- [WHAT IS REQUIRED]:
All the entries below should be reproduced exactly.
[[ RECORDS SUPPLIED, beginning ]]
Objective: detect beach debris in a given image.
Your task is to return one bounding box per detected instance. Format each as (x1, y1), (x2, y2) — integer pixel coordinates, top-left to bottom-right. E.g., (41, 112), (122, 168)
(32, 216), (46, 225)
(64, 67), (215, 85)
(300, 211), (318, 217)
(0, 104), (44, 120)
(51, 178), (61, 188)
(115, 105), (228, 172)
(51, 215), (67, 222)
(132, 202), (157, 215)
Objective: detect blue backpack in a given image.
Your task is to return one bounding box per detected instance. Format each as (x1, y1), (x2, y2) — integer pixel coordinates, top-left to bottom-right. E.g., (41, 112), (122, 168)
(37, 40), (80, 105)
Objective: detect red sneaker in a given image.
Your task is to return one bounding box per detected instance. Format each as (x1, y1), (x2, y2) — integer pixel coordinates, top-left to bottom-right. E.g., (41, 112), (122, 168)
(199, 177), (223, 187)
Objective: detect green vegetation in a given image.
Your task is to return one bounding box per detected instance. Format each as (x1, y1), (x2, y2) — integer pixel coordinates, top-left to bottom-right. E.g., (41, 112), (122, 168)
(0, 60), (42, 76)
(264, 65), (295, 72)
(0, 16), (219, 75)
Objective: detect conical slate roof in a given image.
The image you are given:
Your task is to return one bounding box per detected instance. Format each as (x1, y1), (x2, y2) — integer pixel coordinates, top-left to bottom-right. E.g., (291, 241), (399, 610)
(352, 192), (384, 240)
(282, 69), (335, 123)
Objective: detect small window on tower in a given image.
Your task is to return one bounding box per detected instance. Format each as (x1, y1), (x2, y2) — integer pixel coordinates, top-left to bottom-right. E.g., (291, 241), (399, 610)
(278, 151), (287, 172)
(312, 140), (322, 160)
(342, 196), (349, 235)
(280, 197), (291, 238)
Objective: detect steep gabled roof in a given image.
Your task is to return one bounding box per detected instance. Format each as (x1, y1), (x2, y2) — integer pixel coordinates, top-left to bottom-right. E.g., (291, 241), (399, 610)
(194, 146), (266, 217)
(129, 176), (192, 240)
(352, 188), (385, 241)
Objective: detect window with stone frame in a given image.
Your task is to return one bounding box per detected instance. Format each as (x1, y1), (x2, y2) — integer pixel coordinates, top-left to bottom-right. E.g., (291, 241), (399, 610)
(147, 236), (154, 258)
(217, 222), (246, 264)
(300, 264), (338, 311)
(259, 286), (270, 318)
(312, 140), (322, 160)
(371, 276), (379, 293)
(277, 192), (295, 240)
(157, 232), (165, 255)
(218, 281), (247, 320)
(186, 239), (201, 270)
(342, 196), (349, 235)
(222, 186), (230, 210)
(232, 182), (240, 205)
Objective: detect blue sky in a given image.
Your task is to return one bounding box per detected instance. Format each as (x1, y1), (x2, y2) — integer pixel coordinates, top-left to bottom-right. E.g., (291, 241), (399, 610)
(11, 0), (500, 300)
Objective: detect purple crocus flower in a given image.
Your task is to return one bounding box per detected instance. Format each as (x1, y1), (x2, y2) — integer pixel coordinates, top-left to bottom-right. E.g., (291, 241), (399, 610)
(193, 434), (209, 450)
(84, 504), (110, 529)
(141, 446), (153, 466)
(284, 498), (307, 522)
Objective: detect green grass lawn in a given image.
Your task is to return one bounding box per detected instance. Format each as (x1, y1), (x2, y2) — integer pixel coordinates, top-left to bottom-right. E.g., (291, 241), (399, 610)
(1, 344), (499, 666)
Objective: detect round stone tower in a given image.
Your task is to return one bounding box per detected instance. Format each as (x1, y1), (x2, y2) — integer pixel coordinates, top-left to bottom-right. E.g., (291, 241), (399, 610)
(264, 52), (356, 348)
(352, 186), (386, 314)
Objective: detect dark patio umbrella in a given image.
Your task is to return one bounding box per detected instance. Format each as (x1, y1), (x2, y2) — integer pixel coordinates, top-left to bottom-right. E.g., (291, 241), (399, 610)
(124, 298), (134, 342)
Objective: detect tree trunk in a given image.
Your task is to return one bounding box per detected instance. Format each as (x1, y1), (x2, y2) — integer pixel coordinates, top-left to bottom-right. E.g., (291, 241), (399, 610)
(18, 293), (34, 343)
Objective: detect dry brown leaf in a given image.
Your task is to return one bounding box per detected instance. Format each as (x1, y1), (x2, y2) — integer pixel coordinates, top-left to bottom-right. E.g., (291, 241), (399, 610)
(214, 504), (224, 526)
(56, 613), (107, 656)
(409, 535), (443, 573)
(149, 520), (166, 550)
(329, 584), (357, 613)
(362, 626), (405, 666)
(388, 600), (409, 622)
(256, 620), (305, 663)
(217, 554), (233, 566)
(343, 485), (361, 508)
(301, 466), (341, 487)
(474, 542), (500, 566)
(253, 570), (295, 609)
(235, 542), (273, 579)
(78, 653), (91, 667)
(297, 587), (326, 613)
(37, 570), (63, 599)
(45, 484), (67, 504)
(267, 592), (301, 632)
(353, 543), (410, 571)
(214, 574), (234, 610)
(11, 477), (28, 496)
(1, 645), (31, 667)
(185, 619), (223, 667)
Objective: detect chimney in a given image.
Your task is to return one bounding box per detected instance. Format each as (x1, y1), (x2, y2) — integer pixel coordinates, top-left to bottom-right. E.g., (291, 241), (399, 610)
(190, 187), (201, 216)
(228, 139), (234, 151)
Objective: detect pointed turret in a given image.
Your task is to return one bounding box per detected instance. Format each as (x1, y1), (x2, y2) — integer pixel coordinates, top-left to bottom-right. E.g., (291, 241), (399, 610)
[[ RECORDS SUPPLIED, end ]]
- [RESULT OF THE TASK]:
Objective: detect beach debris in a given image.
Your task is to return one bounding box per detected instance. Format each as (x1, y1), (x2, y2) — integer pixel coordinates, top-left to bottom-right. E.g., (41, 112), (122, 168)
(32, 216), (46, 225)
(64, 67), (215, 85)
(300, 211), (318, 217)
(0, 104), (44, 120)
(51, 178), (61, 188)
(115, 105), (228, 172)
(51, 215), (67, 222)
(132, 202), (157, 215)
Objective: detect blue backpack in a given image.
Your task is to return one bounding box per detected instance. Format each as (x1, y1), (x2, y2) — integer pixel coordinates, top-left to bottom-right. E.g., (41, 112), (122, 168)
(37, 40), (80, 105)
Objective: detect red sneaker in a given image.
Your task is to return one bounding box per detected instance. Format each as (x1, y1), (x2, y2) — integer pixel coordinates, top-left to bottom-right. E.g., (41, 112), (122, 168)
(199, 177), (223, 187)
Objective: detect green vegetation in a given image.
Your task is to return one bounding box per detected instance. Format each as (x1, y1), (x2, y2) — integer pixel coordinates, top-left to bottom-right. E.g., (41, 112), (122, 168)
(0, 60), (42, 76)
(264, 65), (295, 72)
(0, 16), (219, 75)
Objective: detect conical slate roof in a given image.
The image you are given:
Your task is to return one bounding box per detected instance. Format each as (x1, y1), (x2, y2) — integer pixel coordinates, top-left to bottom-right. E.g., (291, 241), (399, 610)
(352, 192), (384, 240)
(282, 69), (335, 123)
Objective: detect small window on tower in a given image.
Your task is to return one bounding box per detected instance. Format each as (x1, y1), (x2, y2) — integer pixel coordinates, top-left to bottom-right. E.g., (291, 241), (399, 610)
(278, 151), (287, 172)
(312, 140), (322, 160)
(342, 196), (349, 235)
(280, 197), (291, 238)
Objective: detect steep gabled roof in a given image.
Your task is to return one bounding box per detected instance. Format each as (x1, y1), (x2, y2) — integer pixel coordinates, top-left to bottom-right. E.g., (291, 241), (399, 610)
(194, 146), (266, 217)
(129, 176), (192, 240)
(352, 188), (385, 241)
Objective: detect window with stone frame in a given image.
Your task is to return one bounding box per detected instance. Format each as (x1, y1), (x2, y2) — integer pixel coordinates, top-left to bottom-right. E.g., (291, 241), (399, 610)
(147, 236), (154, 258)
(217, 222), (246, 264)
(300, 264), (338, 311)
(259, 286), (270, 318)
(312, 140), (322, 160)
(371, 276), (379, 293)
(277, 192), (295, 240)
(157, 232), (165, 255)
(218, 281), (247, 320)
(186, 239), (201, 270)
(342, 196), (349, 235)
(222, 186), (230, 210)
(232, 182), (240, 205)
Objective: detect blue sky in a given image.
Your task is to return one bounding box per detected instance. Format each as (x1, y1), (x2, y2) — integer pixel coordinates, top-left to bottom-right. E.g., (291, 241), (399, 610)
(11, 0), (500, 300)
Objective: detect purple crocus flower in a given image.
Your task is to return one bounding box per detected instance. Format each as (x1, y1), (x2, y2) — integer pixel coordinates, top-left to bottom-right. E.g., (291, 241), (399, 610)
(193, 434), (209, 450)
(84, 504), (110, 529)
(141, 446), (153, 466)
(284, 498), (307, 522)
Objective: detect green grass lawn in a given image.
Your task is to return one bounding box per detected instance. Format each as (x1, y1), (x2, y2) — integer pixel coordinates, top-left to bottom-right. E.g., (291, 241), (399, 610)
(1, 344), (499, 666)
Objective: detect round stone tower in a given image.
Your task is to return one bounding box per detected instance. Format each as (x1, y1), (x2, y2) — integer pixel coordinates, top-left to bottom-right. E.g., (291, 241), (399, 610)
(264, 52), (356, 348)
(352, 186), (386, 314)
Objective: detect dark patio umbrella in a given image.
Your task is to return one bounding box per detected instance. Format each as (x1, y1), (x2, y2) — integer pixel coordinates, top-left to bottom-right. E.g., (291, 241), (399, 610)
(124, 298), (134, 342)
Objective: detect tree trunk in a given image.
Your task is to return one bounding box per detected instance. Format each as (x1, y1), (x2, y2) — integer pixel coordinates, top-left to bottom-right. E.g., (291, 241), (399, 610)
(18, 293), (34, 343)
Objective: detect dry brown leaf in a given image.
Your task is to return one bounding box per detected instance. Format each as (x1, y1), (x2, y2) — integer pixel coordinates, top-left to bottom-right. E.g., (291, 241), (399, 610)
(214, 504), (224, 526)
(56, 613), (107, 656)
(409, 535), (443, 573)
(149, 520), (166, 550)
(329, 584), (357, 613)
(362, 626), (405, 666)
(388, 600), (409, 622)
(256, 620), (305, 663)
(217, 554), (233, 566)
(343, 485), (361, 508)
(301, 466), (341, 487)
(474, 542), (500, 566)
(253, 570), (295, 609)
(235, 542), (273, 579)
(78, 653), (91, 667)
(297, 587), (326, 613)
(37, 570), (63, 599)
(45, 484), (67, 504)
(267, 592), (301, 632)
(353, 543), (410, 571)
(214, 574), (234, 610)
(11, 477), (28, 496)
(1, 645), (31, 667)
(185, 619), (223, 667)
Objective: detect chimney in a given image.
Your task is to return one bounding box per detected instance. Format each as (x1, y1), (x2, y2) — integer pixel coordinates, top-left to bottom-right. E.g., (291, 241), (399, 610)
(190, 187), (201, 216)
(228, 139), (234, 151)
Objective: detect pointed turret in a given image.
Your task is to return one bounding box per detected instance. Format each as (x1, y1), (x2, y2) — integer pixel coordinates, top-left to bottom-right. E.g., (291, 241), (399, 610)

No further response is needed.